(Excerpted text begins)

He was born September 22, 1932 in Spokane, Washington to George & Constanze (Bischoff) Harder. Bill grew up on the family ranch in Kahlotus, site of the original Harder Family homestead. He attended Kahlotus School until his senior year when he attended and graduated from Washtucna High School in 1950.
Having lost his father at a young age, Bill took over operation of the family wheat farm and cattle ranch at age 18.
He served in the US Army from 1953 to 1955 as a Clerk Typist at Brooks Army Medical Center in San Antonio, Texas. He always made sure he took good care of his commanding officer to ensure he would be granted leave time to get come back home and keep track of everything going on at the farm and ranch.
Before the Lower Monumental Dam was built, Bill also farmed near the Snake River. When the dam was constructed, the government paid him for the “farm ground” he lost. With that money, he purchased more ground to build his growing wheat and Hereford cattle operation into what it is today.
In May of 1960, Bill met Vivian Hamilton. They were married November 12, 1960. A year later they started a family with Bill, Jr. in 1961, Kurt in 1964 and Eric in 1969.

(Excerpted text ends)
(Data block begins)

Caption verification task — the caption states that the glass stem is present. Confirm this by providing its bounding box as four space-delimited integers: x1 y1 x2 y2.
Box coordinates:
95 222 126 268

(Data block ends)

### Description of the task:
Transcribe word for word the part of the text about Bill Harder's life starting at "Before the Lower" and ending at "Eric in 1969.".

### Task response:
Before the Lower Monumental Dam was built, Bill also farmed near the Snake River. When the dam was constructed, the government paid him for the “farm ground” he lost. With that money, he purchased more ground to build his growing wheat and Hereford cattle operation into what it is today.
In May of 1960, Bill met Vivian Hamilton. They were married November 12, 1960. A year later they started a family with Bill, Jr. in 1961, Kurt in 1964 and Eric in 1969.